Tout nouveau projet de la fondation Wikimédia, le premier créé depuis des années, Abstract Wikipédia se propose d’écrire des articles d’encyclopédie une unique fois pour toutes les langues. Il propose la création d’une langue d’écriture « abstraite » munie d’une infrastructure de code de traduction, Wikilambda. Ce dernier projet peut se voir comme une sorte de « Wikipédia du code ».

Sommaire

L’idée du projet Abstract Wikipédia est de créer l’équivalent d’articles de Wikipédia sur un peu tous les sujets dans une sorte de « langue pivot », puis de traduire cette langue grâce à du code dans toutes les langues du monde Médiawiki. C’est un vieux rêve d’un des créateurs de Wikidata, qui quitte Google et rejoint la Wikimedia Foundation pour mener le projet.

Abstract Wikipédia s’intégrera à terme dans Wikidata, et utilisera en partie ses données. Le tout s’articulera autour de trois axes principaux : le contenu abstrait, la langue abstraite et le code de traduction. Ce dernier volet sera incarné par un « projet dans le projet » de « Wikipédia du code » si l’on peut dire : Wikilambda. Oui, parce que créer une langue et du contenu universel ce n’était pas déjà suffisamment ambitieux ⸮1

L’existant

Le projet précédent, Wikidata, est maintenant bien lancé et permet de collecter et d’utiliser des données sur une grande quantité d’éléments. Chaque entité dispose d’un identifiant sur Wikidata, par exemple Paris est Q90, Denny est Q18618629, la philosophie Q5891, ou encore la fabrication de polymère est Q453762, pour faire un inventaire à la Prévert. Chaque entité a un « libellé » dans plein de langues (ou pas).

Pourquoi détailler ce point ? Pour deux raisons :

  • la première, cette idée d’avoir des entités identifiées par un code universel descriptible dans plusieurs langues est une des fondations techniques d’Abstract Wikipédia, et on va la retrouver absolument partout ; elle est généralisée dans la notion « d’entités » Wikidata, dont les éléments ne sont qu’un exemple, il existe également les « propriétés » et les « lexèmes » ;
  • la seconde, ces éléments vont être utilisés comme une sorte de « vocabulaire abstrait » pour l’écriture de la Wikipédia abstraite ; ce vocabulaire est extensible à l’envi, avec la simple limite qu’il doit avoir un besoin d’un projet Médiawiki, c’est donc très souple.

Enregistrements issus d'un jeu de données
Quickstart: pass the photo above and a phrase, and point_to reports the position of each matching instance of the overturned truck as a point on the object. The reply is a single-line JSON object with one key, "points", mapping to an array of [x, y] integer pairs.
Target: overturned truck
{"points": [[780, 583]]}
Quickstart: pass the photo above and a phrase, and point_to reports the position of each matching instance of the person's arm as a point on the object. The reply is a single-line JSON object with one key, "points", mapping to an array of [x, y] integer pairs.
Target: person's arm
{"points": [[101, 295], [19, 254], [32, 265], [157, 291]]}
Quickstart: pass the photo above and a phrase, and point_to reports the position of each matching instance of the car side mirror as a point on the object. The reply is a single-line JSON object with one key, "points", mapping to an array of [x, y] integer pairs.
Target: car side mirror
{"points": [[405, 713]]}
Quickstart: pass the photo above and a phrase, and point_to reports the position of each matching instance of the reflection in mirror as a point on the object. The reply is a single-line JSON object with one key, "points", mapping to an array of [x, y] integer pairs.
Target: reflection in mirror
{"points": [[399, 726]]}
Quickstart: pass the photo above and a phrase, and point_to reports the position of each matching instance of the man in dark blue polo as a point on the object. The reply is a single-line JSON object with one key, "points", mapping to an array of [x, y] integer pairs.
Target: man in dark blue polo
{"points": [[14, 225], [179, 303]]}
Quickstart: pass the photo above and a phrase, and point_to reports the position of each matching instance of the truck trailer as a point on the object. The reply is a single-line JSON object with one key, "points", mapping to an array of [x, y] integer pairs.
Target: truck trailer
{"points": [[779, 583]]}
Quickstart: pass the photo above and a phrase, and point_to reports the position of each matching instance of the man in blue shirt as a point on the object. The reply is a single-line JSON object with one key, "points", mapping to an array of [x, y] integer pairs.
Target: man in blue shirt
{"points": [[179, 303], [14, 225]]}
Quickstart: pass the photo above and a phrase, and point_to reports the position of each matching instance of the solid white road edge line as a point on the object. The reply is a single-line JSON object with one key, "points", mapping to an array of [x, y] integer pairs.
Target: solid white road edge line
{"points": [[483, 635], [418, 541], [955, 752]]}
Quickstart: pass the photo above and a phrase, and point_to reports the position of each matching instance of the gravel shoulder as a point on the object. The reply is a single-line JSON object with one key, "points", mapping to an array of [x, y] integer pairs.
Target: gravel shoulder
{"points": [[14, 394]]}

Objectif 1: Quels identifiants Wikidata l'extrait sur Abstract Wikipédia cite-t-il en exemple, et à quelle entité chacun correspond-il ?
Objectif 2: Relevez toutes les lignes du listing qui contiennent la chaîne « dark ».
L'extrait et le listing n'ont pas la même provenance.

Solution détaillée 1:
- Q90 : Paris
- Q18618629 : Denny
- Q5891 : la philosophie
- Q453762 : la fabrication de polymère

Solution détaillée 2:
Quickstart: pass the photo above and a phrase, and point_to reports the position of each matching instance of the man in dark blue polo as a point on the object. The reply is a single-line JSON object with one key, "points", mapping to an array of [x, y] integer pairs.
Target: man in dark blue polo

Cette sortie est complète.